> **FRAGMENTO DE LECTURA**:

=-=-=

Aunque entre los nazis responsables de la puesta en práctica del Holocausto había militantes que actuaban movidos por una convicción, como Max Aue, abundaban también los cínicos, los oportunistas y los pícaros, que, en medio de las redadas, torturas, expropiaciones y asesinatos colectivos, se enriquecían a base de tráficos inmundos o daban rienda suelta a sus instintos más bestiales. Pero la mayoría de ellos eran entes que ejecutaban órdenes, como autómatas, imbecilizados por la obediencia ciega, que había anulado en ellos toda capacidad de juicio moral y de independencia de espíritu.
Tal vez fuera imposible, manipulando materiales tan absolutamente abominables como los que recorren las casi novecientas páginas de este libro -y con muy pocos puntos aparte, lo que acrecienta la sensación de asfixia que producen sus páginas- escribir una gran novela, como La guerra y la paz o Los demonios. Una gran novela no puede apelar sólo a la mugre humana, a lo que hay de animalidad ciega, de instinto perverso, de irracionalidad destructiva, de egoísmo y crueldad, aunque, quién puede dudarlo, todo esto forme parte también de la condición humana. Pero una novela es una fuga de lo vivido hacia lo soñado o fantaseado para liberarse de la miseria que es el vivir en esta mediocre realidad cotidiana, una manera de alcanzar, allá, en ese puro reino de la palabra, la belleza y la imaginación, todo aquello que la vida real nos niega. Una novela puede, desde luego, sumergirnos en el barro de la injusticia, de la maldad, de las peores formas de infortunio, pero sin renunciar a alguna forma de la esperanza, de redención, como ocurre en esas ficciones terribles que son, por ejemplo, La montaña mágica, Ulises, Santuario, y tantas otras obras maestras. Pero esta novela, como las del marqués de Sade, no nos ofrece ninguna escapatoria, y luego de sumergirnos en la más abyecta manifestación de lo repugnante que puede ser lo humano, nos deja allí, en esos humores deletéreos, condenados para siempre. Por eso, a pesar de ser tan cierto todo aquello que cuenta, hay en Les Bienveillantes cierto miasma de irrealidad, algo que tal vez proyectamos en ella los lectores para defendernos, negándonos a ser así, sólo seres odiosos y horribles. Porque en las muchas páginas de este libro fuera de lo común no hay un solo personaje, hombre o mujer, que no sea absolutamente despreciable.

=-=-=

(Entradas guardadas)
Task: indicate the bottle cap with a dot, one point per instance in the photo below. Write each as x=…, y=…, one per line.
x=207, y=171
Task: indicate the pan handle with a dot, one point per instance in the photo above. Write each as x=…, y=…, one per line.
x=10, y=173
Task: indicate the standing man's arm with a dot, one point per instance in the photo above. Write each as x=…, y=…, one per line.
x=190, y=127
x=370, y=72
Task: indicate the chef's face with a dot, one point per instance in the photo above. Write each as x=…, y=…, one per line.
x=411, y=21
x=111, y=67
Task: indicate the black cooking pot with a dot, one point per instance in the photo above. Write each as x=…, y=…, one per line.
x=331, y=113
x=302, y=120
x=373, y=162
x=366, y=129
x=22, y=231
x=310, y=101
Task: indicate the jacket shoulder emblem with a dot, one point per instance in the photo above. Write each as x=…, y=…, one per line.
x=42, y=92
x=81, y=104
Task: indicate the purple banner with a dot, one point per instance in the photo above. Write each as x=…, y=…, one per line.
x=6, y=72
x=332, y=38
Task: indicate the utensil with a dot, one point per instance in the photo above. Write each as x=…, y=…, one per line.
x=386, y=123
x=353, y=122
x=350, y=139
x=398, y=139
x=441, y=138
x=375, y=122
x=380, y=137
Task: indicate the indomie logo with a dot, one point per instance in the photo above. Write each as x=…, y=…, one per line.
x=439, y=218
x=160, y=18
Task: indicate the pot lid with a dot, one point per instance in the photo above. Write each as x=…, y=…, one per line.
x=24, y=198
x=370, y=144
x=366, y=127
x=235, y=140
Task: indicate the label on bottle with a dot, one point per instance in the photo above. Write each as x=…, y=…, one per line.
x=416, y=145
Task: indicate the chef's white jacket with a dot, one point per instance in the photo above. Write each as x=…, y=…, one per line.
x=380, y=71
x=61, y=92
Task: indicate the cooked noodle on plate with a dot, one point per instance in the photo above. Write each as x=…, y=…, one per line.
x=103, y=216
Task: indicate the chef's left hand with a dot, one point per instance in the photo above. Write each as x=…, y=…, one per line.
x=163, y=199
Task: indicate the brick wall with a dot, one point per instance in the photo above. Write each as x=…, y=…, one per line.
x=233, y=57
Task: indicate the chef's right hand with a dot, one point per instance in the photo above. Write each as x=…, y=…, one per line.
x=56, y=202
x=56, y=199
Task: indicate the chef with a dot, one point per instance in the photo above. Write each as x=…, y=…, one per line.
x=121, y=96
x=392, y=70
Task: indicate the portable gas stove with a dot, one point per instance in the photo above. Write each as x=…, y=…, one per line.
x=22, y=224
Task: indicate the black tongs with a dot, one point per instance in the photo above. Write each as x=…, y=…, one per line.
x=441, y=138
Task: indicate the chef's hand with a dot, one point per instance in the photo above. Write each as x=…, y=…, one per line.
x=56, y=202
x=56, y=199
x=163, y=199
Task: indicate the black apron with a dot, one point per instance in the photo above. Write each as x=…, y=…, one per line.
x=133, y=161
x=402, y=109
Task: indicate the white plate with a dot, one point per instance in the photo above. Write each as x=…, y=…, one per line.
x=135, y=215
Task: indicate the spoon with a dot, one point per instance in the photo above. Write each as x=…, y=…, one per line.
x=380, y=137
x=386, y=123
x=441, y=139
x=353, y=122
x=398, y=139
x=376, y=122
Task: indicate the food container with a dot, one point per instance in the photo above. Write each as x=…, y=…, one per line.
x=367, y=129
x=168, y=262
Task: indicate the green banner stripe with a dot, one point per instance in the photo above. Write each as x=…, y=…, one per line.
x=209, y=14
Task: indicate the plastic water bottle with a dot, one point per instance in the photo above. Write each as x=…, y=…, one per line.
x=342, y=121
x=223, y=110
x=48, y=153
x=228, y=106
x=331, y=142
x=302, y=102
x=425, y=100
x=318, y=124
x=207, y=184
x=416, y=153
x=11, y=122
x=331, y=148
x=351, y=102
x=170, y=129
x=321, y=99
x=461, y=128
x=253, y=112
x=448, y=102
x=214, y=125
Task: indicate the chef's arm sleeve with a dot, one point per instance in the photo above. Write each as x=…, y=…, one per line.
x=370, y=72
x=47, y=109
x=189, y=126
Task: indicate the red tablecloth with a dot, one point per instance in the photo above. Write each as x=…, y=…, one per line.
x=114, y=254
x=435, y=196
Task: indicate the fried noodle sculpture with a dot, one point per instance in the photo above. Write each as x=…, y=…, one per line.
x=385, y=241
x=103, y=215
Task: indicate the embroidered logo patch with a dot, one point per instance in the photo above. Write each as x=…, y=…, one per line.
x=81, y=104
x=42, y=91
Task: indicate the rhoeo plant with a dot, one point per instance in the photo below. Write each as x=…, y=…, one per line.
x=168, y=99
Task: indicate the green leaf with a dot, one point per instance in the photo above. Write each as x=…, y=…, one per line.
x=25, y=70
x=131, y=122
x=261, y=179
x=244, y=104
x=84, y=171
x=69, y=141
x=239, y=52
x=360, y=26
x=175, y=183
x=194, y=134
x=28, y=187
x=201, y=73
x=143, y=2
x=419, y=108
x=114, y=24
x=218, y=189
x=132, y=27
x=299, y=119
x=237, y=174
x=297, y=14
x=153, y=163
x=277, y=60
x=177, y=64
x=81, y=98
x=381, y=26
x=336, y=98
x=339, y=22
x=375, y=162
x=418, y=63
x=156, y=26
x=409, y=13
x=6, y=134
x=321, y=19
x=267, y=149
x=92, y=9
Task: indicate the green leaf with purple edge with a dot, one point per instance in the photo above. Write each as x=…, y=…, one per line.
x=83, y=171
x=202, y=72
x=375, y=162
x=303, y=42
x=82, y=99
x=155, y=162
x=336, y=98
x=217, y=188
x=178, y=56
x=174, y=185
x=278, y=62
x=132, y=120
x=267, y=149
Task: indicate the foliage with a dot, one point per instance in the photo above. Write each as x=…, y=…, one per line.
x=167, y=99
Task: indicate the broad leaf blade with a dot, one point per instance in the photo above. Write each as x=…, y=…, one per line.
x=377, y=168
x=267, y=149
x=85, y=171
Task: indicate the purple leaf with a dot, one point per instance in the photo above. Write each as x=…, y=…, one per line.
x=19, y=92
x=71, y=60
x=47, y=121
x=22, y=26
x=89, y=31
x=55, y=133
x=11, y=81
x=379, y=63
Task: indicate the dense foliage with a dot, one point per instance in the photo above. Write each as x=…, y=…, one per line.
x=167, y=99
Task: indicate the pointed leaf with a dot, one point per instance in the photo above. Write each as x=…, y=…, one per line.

=-=-=

> **EJERCICIOS**:
[1] Resume en dos oraciones el fragmento sobre Les Bienveillantes.
[2] Transcribe el fragmento sobre Les Bienveillantes comenzando en "Aunque entre los" y terminando en "independencia de espíritu.".
Trabaja únicamente con el fragmento.

> **SOLUCIONES**:
[1] Entre los nazis que llevaron a cabo el Holocausto había militantes convencidos como Max Aue, además de cínicos, oportunistas y pícaros, pero la mayoría eran autómatas a los que la obediencia ciega había anulado toda capacidad de juicio moral. A diferencia de obras maestras como La montaña mágica o Ulises, Les Bienveillantes no ofrece ninguna escapatoria ni esperanza, y en sus páginas no hay un solo personaje que no sea absolutamente despreciable.

[2]
Aunque entre los nazis responsables de la puesta en práctica del Holocausto había militantes que actuaban movidos por una convicción, como Max Aue, abundaban también los cínicos, los oportunistas y los pícaros, que, en medio de las redadas, torturas, expropiaciones y asesinatos colectivos, se enriquecían a base de tráficos inmundos o daban rienda suelta a sus instintos más bestiales. Pero la mayoría de ellos eran entes que ejecutaban órdenes, como autómatas, imbecilizados por la obediencia ciega, que había anulado en ellos toda capacidad de juicio moral y de independencia de espíritu.